◆ WHAT IS EXPECTED ◆
In the article on cannabis legalization and children in Thailand, who released the statement issued on Friday?

◆ TEXT UNDER STUDY ◆

Paediatricians warn of addiction among children as cannabis legalised
After Thailand removed marijuana from its list of banned narcotics on Thursday, the Royal College of Paediatricians has come up with a five-point guideline on preventing addiction among children.
“Removing cannabis from the narcotics list means people in vulnerable groups such as children can legally consume foods and products with cannabis as an ingredient. Some products may contain high levels of tetrahydrocannabinol [THC], which is a psychoactive compound and can be addictive,” the statement released on Friday by college president Prof Dr Somsak Lohlekha said.
“Cannabis can affect a child’s brain development, intelligence level, behaviour and emotional balance. It could also lead to mental disorders and schizophrenia, increase the risk of suicide and offer a gateway to other addictive substances. Continued usage will have negative effects on mental and physical health,” it went on.
The Royal College of Paediatricians of Thailand, along with other related agencies including the Child Neurology Association, the Child and Adolescent Psychiatric Society and the Association for Developmental and Behavioural Paediatrics, came up with the following guidelines to protect children from cannabis addiction and abuse:
• Prohibit persons under 20 from consuming cannabis and its extract unless it is taken under a specialised physician’s guidance for medical purposes.
• Boost public awareness of the impact cannabis can have on child development.
• Make it mandatory that products with cannabis are not sold to persons under 20.
• Prohibit the use of cartoon characters or other means that may attract children in the advertising of products containing cannabis.
• Research must be conducted to study the impact cannabis can have on children.
“The Royal College of Paediatricians of Thailand is ready to provide accurate information and suggestions based on medical science about the impact cannabis can have on children to medical professionals and the general public,” the statement said.

◆ DATA FOR REVIEW ◆

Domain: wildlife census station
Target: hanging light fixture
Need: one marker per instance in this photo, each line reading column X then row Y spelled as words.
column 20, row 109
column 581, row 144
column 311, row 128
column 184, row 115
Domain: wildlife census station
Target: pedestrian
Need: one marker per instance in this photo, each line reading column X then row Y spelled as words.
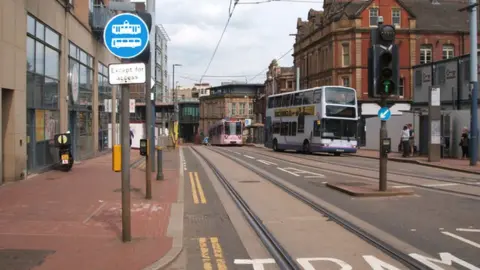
column 411, row 139
column 405, row 139
column 464, row 143
column 131, row 137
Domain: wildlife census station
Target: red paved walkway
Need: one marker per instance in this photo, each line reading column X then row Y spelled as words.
column 452, row 164
column 77, row 217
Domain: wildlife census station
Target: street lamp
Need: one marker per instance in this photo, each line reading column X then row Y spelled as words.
column 175, row 100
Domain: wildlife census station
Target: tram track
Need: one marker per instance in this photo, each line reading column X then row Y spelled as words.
column 278, row 252
column 274, row 247
column 477, row 196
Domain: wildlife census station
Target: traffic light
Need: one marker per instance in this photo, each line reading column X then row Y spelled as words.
column 383, row 63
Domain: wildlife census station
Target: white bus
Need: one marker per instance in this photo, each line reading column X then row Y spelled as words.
column 320, row 119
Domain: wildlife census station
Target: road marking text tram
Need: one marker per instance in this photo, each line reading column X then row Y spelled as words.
column 372, row 261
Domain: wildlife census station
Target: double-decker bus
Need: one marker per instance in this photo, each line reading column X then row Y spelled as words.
column 226, row 132
column 320, row 119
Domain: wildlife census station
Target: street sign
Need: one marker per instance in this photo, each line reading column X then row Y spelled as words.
column 384, row 114
column 133, row 73
column 131, row 106
column 126, row 35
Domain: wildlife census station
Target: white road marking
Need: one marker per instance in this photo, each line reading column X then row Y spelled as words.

◆ RESPONSE AREA ◆
Prof Dr Somsak Lohlekha, president of the Royal College of Paediatricians.